TASK BRIEF | Recast each line of the data below as one item in a numbered list, leaving out any blank lines.

Stored items from a collection:
++++++++++++++++++++
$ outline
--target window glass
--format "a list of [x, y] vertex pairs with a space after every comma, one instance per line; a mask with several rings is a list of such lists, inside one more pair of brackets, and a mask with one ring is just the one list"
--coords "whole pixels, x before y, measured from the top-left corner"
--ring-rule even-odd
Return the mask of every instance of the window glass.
++++++++++++++++++++
EXPECTED ANSWER |
1. $ outline
2. --target window glass
3. --format "a list of [x, y] vertex pairs with a space after every comma, one instance per line; a mask with several rings is a list of such lists, inside one more pair of brackets, and a mask with one ring is just the one list"
4. --coords "whole pixels, x before y, measured from the top-left corner"
5. --ring-rule even-odd
6. Return the mask of every instance of the window glass.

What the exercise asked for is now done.